[Source document]
I saw something the other day that said most blogs fail because all you talk about is yourself.  But…that’s kind of the point, right?  I mean, yes, there are great blogs out there that are as informative as CNN, Wikipedia, and Youtube put together, with quality, usable information.  But the whole point of a blog is an online diary.  That’s kinda how it started.  This is my life.  Deal with it.  Of course I want you to read it, and obviously I expect you to enjoy certain posts more than others.  But I don’t want to “niche” myself, why would I “niche” my blog?  I don’t have a focus in my life, why would I have one on my blog?  Which, of course,  begs the observation, “Maybe if you had focus on your blog, you would have focus in your life.”  Yeah, whatever.  Bite me.  😉

Plenty Enough Suck to Go Around

Plenty Enough Suck to Go Around: A Memoir of Floods, Fires, Parades, and Plywood, by Cheryl Wagner

I was at the library one day, picking up some research material for the book I’m working on, and this book caught my eye. There I am, walking down the aisle, and this book was at the end of one row, facing out, and I stopped, backed up, and looked at it. (Score one for the importance of cover art.)

[Problem A]
In the blog post, what does the writer call the whole point of a blog?
[Problem B]
Render this sentence from the blog post in Spanish: "I don’t have a focus in my life, why would I have one on my blog?"
[Problem C]
Reproduce the part of the blog post that opens with the words containing "I was at the" and closes with "of cover art.)".

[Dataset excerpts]
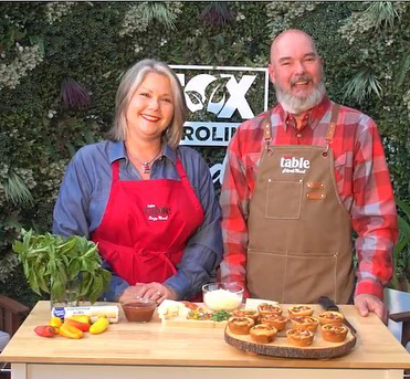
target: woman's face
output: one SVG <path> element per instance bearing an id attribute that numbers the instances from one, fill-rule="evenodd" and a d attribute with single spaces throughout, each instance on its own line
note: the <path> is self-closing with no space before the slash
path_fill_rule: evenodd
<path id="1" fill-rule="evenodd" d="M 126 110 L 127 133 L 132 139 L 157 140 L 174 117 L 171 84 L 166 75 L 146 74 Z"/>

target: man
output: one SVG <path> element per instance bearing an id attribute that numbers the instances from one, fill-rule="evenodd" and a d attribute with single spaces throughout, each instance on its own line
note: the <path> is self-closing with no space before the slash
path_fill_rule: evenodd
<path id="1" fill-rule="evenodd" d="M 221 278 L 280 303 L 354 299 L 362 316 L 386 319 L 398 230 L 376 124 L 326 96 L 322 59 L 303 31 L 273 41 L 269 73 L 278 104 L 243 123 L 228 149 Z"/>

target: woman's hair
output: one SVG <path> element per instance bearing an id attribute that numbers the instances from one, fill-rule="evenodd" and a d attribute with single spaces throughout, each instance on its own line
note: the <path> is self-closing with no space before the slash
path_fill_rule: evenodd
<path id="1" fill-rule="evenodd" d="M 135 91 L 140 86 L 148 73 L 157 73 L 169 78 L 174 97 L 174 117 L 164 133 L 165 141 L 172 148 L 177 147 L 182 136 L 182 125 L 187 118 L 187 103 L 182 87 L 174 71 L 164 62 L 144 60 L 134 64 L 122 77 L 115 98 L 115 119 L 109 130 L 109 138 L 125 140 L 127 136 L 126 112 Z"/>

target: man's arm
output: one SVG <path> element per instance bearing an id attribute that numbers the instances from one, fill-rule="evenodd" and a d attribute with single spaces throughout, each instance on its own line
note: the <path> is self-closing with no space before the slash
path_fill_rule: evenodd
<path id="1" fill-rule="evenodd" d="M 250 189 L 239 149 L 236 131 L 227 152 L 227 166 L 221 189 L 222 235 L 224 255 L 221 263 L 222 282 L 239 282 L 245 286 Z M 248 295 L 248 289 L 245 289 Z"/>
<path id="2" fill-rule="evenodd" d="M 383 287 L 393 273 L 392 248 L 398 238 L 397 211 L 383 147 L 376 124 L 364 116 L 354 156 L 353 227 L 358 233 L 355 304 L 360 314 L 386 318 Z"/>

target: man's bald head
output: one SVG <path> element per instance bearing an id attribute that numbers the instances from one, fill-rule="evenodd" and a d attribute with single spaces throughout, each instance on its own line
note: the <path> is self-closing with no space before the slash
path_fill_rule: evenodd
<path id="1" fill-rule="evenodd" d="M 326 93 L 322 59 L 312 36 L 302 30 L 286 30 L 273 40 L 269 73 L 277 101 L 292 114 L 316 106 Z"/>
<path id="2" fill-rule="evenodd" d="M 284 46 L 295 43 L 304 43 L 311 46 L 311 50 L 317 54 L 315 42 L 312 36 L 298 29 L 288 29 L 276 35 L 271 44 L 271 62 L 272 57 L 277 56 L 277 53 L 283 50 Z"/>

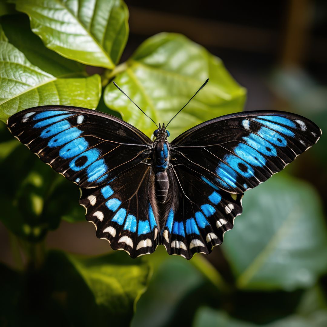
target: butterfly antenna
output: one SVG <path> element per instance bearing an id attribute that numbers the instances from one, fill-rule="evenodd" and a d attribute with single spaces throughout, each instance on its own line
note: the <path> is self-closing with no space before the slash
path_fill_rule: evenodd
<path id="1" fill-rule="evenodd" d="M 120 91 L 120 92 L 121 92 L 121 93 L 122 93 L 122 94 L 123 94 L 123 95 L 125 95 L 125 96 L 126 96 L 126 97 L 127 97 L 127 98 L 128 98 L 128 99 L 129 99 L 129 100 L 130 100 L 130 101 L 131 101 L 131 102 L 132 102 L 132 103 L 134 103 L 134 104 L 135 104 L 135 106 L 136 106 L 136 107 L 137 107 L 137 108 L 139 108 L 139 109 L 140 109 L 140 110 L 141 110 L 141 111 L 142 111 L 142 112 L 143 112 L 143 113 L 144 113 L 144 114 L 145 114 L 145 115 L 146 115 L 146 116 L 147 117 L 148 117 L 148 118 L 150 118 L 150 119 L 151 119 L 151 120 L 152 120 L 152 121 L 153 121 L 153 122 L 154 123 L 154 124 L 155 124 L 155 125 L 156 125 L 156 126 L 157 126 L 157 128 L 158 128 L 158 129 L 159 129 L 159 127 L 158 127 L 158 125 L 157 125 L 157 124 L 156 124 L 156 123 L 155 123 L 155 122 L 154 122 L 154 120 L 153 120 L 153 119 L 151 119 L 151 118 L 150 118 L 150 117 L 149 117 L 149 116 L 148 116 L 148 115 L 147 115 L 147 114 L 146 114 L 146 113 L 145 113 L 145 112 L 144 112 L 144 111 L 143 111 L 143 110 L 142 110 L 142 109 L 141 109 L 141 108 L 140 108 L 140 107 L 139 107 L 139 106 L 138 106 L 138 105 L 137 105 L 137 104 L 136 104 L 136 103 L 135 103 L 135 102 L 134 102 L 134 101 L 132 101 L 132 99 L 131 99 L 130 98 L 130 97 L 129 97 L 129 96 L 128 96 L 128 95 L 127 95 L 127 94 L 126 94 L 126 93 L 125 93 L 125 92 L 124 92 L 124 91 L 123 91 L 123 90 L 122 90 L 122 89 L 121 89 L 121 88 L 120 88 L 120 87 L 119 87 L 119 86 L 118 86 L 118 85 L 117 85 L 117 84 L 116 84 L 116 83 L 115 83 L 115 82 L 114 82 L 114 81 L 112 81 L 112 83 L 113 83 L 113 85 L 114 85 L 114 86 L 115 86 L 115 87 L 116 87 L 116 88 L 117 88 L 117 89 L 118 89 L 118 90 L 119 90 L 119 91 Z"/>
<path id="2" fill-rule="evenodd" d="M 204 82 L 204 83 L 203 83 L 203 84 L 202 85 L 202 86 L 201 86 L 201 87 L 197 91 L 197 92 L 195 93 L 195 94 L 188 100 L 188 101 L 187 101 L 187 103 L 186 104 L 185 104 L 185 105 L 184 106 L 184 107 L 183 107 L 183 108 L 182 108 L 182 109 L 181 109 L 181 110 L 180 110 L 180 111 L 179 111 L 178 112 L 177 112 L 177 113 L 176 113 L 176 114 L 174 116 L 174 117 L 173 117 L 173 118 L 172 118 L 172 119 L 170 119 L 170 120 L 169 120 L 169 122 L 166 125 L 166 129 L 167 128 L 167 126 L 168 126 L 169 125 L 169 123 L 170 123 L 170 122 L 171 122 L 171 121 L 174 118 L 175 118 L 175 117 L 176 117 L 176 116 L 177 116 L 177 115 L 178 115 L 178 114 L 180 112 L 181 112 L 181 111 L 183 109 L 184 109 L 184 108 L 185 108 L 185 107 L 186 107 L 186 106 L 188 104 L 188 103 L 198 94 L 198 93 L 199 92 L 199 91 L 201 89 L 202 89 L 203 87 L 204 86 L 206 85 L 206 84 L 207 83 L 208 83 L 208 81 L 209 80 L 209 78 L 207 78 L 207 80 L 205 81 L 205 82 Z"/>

--

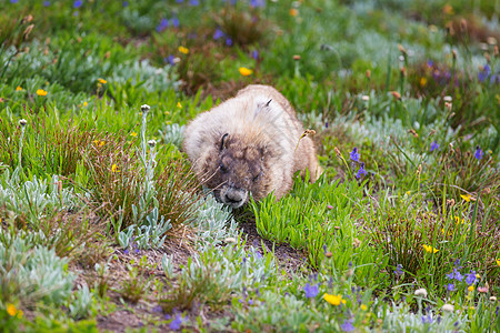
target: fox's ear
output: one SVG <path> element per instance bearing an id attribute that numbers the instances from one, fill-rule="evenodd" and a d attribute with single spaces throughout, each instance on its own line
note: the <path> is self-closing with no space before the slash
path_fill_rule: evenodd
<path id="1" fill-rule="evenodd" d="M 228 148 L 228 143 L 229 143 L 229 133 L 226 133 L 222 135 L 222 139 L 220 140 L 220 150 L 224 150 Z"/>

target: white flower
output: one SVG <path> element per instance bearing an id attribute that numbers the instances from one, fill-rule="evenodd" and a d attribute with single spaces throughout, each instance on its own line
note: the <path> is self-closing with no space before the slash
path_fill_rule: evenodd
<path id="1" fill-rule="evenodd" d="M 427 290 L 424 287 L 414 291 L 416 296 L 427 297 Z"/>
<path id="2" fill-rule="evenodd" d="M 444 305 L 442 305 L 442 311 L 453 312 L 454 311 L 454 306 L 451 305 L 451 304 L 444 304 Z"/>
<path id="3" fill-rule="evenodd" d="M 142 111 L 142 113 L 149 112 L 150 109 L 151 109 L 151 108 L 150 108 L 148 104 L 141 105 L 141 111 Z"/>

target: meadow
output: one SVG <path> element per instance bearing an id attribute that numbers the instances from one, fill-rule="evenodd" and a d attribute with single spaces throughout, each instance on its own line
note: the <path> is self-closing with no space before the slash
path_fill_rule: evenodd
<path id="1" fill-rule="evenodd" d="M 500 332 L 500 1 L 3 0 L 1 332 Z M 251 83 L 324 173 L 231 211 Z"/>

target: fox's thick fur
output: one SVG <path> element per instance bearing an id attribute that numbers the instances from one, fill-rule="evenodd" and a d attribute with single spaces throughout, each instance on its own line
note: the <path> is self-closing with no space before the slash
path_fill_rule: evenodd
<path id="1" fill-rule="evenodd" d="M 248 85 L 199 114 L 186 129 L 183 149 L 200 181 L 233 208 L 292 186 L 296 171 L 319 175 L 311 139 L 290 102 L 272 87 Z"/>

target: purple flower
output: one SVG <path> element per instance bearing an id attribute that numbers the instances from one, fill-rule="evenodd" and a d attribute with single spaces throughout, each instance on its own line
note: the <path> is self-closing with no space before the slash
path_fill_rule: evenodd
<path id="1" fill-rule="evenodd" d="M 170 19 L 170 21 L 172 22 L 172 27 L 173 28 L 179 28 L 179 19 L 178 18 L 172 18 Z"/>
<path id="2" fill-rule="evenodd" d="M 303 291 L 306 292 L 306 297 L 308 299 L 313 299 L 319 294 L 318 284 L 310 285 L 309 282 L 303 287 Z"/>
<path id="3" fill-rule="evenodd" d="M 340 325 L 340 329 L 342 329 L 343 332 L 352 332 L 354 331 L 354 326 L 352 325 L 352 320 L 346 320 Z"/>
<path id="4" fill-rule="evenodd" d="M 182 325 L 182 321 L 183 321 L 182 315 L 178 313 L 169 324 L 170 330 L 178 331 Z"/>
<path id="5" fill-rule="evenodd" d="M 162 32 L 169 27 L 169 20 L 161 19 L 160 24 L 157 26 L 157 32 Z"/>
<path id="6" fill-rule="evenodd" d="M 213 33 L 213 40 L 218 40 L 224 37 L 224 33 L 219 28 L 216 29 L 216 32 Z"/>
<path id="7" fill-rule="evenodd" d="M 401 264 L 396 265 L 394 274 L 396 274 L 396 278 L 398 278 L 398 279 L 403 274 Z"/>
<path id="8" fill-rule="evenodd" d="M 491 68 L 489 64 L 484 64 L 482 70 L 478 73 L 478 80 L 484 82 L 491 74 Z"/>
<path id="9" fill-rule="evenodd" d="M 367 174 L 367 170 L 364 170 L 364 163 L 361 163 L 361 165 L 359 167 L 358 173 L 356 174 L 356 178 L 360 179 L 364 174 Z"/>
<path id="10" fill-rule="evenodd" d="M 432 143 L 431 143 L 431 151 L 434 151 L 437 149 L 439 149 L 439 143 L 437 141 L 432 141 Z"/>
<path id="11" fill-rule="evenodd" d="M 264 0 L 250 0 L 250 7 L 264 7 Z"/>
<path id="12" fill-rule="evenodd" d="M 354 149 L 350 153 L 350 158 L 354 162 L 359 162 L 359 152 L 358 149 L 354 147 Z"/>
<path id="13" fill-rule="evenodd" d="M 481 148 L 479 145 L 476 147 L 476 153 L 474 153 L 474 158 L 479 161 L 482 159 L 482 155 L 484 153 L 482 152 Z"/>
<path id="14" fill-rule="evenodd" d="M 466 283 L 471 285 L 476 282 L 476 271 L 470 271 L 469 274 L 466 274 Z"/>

---

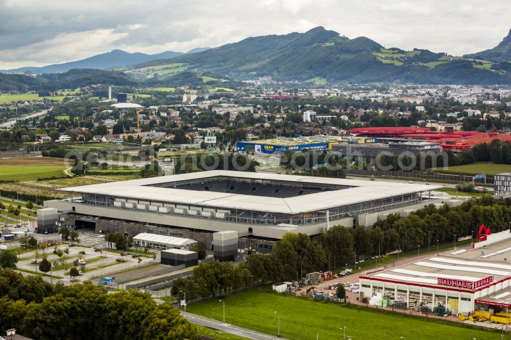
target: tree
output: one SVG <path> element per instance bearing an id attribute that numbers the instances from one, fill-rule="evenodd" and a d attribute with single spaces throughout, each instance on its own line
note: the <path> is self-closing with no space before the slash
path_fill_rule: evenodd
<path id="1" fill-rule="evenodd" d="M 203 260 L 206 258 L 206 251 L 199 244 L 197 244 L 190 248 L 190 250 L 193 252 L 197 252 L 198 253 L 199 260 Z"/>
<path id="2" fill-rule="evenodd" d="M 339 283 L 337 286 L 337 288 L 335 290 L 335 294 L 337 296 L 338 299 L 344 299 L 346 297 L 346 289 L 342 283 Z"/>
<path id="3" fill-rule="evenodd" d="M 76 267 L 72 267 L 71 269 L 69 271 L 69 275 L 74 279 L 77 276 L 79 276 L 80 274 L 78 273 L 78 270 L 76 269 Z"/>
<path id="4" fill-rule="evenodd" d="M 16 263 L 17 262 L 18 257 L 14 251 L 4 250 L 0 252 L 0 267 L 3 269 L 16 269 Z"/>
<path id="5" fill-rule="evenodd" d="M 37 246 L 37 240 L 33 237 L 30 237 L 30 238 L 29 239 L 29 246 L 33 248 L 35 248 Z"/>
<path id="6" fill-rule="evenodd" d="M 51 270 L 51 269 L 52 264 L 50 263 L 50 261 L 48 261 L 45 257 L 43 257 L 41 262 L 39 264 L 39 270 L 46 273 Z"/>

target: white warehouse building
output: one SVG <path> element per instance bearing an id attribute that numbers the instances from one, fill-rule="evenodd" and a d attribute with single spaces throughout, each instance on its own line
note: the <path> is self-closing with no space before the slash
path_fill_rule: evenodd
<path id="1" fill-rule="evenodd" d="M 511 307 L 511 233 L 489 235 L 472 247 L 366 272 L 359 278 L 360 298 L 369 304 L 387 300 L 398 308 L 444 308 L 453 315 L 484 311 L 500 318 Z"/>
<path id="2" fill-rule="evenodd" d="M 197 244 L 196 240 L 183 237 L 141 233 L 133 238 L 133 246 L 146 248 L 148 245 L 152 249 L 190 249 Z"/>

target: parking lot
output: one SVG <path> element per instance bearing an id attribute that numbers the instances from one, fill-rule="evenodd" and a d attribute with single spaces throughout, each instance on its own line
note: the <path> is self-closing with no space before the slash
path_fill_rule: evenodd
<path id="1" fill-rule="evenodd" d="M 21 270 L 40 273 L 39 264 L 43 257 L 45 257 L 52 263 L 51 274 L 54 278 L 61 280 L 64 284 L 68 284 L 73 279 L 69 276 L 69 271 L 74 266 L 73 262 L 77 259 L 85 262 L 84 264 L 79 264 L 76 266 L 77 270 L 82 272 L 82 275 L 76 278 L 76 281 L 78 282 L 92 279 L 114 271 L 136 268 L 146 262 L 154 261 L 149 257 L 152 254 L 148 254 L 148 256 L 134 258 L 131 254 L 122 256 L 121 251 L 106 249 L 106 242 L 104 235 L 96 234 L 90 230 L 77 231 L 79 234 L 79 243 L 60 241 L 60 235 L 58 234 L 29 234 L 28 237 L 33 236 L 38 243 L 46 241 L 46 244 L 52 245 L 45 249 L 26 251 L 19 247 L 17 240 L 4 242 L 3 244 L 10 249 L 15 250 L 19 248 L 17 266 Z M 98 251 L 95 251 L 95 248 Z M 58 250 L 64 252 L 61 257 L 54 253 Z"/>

[Your solution A]
An online diary.

[Your solution B]
No tengo un enfoque en mi vida, ¿por qué tendría uno en mi blog?

[Your solution C]
I was at the library one day, picking up some research material for the book I’m working on, and this book caught my eye. There I am, walking down the aisle, and this book was at the end of one row, facing out, and I stopped, backed up, and looked at it. (Score one for the importance of cover art.)